[Outline labeling records]
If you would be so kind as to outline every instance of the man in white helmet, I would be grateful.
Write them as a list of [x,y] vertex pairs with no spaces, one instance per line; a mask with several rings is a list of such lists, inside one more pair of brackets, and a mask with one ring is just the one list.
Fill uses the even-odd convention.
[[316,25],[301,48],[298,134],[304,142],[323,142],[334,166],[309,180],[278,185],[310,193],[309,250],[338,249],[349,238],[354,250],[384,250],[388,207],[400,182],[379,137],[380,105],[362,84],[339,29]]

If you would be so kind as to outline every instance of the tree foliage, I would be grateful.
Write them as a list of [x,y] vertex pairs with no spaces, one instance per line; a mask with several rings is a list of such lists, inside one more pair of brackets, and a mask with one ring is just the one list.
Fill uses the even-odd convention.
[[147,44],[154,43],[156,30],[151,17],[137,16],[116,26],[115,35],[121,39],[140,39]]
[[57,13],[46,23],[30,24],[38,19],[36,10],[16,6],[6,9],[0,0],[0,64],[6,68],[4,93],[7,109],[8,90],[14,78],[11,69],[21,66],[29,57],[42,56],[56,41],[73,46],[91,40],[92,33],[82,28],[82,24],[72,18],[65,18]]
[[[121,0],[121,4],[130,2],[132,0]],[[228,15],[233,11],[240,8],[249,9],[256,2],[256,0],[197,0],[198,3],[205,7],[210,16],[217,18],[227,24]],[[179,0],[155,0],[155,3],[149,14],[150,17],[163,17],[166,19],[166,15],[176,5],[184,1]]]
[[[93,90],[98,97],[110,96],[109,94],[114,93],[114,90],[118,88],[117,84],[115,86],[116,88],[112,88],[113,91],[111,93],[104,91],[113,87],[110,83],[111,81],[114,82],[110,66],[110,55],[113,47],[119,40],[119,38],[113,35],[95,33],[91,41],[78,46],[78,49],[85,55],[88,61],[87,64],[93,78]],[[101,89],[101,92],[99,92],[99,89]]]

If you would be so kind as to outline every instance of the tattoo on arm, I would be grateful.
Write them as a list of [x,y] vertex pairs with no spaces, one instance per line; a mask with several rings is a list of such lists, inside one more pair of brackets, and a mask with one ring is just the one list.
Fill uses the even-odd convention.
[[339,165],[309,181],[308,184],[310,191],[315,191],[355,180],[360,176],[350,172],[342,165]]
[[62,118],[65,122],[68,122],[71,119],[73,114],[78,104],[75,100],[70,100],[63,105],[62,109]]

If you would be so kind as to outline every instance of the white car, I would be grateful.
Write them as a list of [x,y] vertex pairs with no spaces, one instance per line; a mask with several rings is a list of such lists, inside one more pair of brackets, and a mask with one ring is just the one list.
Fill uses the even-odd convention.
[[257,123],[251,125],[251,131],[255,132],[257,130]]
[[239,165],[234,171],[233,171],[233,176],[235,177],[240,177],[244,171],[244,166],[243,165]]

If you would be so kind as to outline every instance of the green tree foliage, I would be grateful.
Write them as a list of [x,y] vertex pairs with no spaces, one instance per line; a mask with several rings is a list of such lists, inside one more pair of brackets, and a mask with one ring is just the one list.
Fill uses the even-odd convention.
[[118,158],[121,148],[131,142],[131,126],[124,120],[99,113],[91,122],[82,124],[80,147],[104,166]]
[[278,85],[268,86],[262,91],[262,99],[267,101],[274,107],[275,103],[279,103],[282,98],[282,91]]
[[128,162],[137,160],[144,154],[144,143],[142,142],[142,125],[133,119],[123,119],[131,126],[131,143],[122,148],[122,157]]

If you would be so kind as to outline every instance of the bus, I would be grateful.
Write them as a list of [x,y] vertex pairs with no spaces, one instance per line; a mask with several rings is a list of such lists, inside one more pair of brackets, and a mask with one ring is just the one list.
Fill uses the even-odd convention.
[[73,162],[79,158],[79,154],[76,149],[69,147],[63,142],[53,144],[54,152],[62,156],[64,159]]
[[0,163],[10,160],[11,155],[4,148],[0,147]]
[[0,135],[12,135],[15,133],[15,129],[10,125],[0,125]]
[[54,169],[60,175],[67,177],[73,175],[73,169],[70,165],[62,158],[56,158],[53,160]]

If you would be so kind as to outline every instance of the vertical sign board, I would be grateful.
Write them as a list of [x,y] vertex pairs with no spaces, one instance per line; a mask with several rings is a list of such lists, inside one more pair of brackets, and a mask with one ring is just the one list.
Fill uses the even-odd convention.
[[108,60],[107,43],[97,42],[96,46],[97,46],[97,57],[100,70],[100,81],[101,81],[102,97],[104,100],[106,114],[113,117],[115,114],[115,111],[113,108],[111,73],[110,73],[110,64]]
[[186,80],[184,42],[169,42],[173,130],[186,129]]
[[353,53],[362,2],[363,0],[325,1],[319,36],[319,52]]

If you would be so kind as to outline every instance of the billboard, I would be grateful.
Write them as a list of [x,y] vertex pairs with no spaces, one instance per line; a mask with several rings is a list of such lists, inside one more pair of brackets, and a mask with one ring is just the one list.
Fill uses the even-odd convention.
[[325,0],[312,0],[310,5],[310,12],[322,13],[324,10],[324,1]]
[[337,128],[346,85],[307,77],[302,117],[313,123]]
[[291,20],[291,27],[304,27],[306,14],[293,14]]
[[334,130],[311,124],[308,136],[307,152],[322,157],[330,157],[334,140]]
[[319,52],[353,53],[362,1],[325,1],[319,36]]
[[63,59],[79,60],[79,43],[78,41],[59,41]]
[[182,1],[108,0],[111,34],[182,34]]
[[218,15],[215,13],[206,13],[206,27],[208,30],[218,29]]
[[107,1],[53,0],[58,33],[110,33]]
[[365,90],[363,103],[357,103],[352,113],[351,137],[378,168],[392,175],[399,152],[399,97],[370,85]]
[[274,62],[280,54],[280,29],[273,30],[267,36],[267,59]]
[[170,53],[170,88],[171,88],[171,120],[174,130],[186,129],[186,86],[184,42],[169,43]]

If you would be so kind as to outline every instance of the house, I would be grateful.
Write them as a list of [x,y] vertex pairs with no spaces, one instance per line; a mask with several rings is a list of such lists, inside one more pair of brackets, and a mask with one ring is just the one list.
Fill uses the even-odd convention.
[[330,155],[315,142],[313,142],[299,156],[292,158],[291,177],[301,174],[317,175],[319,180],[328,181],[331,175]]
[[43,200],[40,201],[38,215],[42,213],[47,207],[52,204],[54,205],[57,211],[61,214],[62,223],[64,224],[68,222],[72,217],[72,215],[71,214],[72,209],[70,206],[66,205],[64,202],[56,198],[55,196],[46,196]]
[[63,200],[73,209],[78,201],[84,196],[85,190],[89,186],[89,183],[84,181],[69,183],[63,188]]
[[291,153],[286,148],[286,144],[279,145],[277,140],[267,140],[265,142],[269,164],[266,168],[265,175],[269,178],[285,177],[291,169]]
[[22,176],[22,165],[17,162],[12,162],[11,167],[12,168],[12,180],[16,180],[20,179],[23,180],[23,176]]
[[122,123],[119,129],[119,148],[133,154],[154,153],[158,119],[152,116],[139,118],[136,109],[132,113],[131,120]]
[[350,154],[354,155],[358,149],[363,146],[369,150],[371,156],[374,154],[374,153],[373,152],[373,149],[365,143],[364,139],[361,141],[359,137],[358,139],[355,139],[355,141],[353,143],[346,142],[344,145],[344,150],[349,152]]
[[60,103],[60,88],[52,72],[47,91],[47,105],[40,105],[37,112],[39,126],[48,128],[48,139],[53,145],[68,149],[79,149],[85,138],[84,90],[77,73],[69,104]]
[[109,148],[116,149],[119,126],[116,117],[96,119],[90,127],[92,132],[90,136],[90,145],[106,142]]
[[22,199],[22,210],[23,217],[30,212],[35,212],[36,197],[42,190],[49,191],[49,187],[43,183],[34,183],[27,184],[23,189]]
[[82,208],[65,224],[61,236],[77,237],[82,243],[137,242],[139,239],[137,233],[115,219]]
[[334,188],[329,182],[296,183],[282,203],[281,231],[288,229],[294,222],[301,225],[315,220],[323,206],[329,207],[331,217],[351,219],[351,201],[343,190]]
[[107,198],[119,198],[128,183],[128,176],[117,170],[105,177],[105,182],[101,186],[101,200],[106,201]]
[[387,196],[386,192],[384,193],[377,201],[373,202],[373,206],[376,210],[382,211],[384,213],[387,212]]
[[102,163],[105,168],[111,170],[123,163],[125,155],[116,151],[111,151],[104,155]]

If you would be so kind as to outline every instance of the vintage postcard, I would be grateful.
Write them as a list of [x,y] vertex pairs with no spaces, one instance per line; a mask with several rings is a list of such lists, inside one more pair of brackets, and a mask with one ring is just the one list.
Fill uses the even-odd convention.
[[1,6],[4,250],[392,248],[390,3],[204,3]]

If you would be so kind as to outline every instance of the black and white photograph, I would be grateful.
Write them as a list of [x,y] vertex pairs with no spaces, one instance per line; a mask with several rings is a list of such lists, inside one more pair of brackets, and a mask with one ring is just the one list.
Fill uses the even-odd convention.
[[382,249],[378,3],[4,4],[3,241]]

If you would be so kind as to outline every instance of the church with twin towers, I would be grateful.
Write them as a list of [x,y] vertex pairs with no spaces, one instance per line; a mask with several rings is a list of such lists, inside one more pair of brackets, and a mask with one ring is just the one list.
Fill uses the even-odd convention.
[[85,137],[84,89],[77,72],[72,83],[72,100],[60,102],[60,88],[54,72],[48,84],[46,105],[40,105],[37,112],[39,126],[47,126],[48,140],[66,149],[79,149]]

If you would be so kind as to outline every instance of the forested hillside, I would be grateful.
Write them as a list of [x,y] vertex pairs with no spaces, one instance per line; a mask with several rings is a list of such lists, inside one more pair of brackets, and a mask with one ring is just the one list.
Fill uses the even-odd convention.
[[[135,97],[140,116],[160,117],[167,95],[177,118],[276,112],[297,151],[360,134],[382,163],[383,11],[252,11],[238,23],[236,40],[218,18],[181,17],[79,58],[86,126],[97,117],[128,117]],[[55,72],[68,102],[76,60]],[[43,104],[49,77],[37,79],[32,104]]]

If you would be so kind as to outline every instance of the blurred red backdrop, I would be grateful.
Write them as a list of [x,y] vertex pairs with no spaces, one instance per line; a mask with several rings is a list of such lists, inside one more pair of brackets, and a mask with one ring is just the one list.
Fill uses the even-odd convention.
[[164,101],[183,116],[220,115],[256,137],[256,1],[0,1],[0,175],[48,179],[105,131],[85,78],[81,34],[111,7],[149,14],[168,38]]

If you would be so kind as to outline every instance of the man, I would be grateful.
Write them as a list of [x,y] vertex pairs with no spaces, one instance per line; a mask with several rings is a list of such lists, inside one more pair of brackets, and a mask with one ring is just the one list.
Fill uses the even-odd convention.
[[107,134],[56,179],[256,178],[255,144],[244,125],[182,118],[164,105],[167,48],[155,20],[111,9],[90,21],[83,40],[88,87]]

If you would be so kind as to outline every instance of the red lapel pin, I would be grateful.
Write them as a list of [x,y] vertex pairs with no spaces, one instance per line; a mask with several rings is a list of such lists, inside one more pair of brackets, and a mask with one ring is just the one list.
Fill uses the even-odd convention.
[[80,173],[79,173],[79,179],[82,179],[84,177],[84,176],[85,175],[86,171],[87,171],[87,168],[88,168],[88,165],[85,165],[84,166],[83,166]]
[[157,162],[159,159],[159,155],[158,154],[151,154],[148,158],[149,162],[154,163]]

- **TASK INSTRUCTIONS**:
Repeat only the lines running from the line that contains "backdrop, I would be grateful." through the last line above, inclusive.

- **FULL OUTPUT**:
If you would be so kind as to outline every instance of the blurred red backdrop, I would be grateful.
Write them as a list of [x,y] vertex pairs with no spaces, one instance per line; a mask with several rings is a list of such lists, inside one more pair of brackets, and a mask with one ring is just the one list.
Fill uses the even-odd convention.
[[164,101],[183,116],[220,115],[256,137],[256,1],[0,1],[0,175],[48,179],[105,131],[85,78],[81,34],[111,7],[149,14],[168,38]]

If you would be so kind as to outline every instance of the man, I would be grateful.
Write them as a list of [x,y] vertex pairs with no spaces, one instance per line; a mask with several rings is a list of such lists, inside one more pair of brackets, and a mask with one ring is just the one list.
Fill uses the even-odd convention.
[[107,134],[56,179],[256,178],[255,144],[244,125],[182,118],[164,105],[167,48],[155,20],[111,9],[90,21],[83,40],[88,87]]

If you would be so kind as to outline every instance of the red lapel pin, I would be grateful.
Write them as a list of [x,y] vertex pairs with no spaces, one instance per line; a mask with several rings is a list of such lists, inside one more pair of brackets, and a mask with one ring is just the one list.
Fill uses the even-odd convention.
[[80,173],[79,173],[79,179],[82,179],[84,177],[84,176],[85,175],[86,171],[87,171],[87,168],[88,168],[88,165],[85,165],[84,166],[83,166]]
[[157,162],[159,159],[159,155],[158,154],[151,154],[148,158],[149,162],[154,163]]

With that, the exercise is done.